AIM OF THE EXERCISE: What you return should be the line containing "Find the small" and each line after it to the end of the records, copied exactly.

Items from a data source

-------

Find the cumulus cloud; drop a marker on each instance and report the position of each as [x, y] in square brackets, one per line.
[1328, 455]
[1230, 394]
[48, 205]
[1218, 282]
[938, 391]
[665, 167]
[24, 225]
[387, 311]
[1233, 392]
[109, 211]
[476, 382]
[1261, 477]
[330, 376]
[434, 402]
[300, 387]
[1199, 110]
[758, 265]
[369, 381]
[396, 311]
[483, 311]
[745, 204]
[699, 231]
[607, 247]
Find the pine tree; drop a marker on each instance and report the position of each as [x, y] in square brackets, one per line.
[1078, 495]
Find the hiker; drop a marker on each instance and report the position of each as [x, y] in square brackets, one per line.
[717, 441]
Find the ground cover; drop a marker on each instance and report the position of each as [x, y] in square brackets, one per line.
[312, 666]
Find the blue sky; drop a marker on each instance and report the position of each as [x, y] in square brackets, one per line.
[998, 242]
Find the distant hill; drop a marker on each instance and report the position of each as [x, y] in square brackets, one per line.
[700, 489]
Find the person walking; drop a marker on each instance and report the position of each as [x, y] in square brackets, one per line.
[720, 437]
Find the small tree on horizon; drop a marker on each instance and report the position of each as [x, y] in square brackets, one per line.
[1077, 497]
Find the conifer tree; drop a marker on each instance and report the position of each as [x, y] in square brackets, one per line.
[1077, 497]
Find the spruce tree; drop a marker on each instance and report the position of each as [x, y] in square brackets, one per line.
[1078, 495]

-------

OUTPUT FOR THIS TASK:
Find the small tree on horizon; drop a marker on each instance and report the position of each as [x, y] in square brackets, one per line.
[1077, 497]
Find the conifer tree; drop a marker on each instance and report the position of each as [x, y] in square brackets, one per line.
[1077, 497]
Find the spruce tree; drop a marker on each instance and report the position of each as [x, y] in square brackets, one per line.
[1078, 495]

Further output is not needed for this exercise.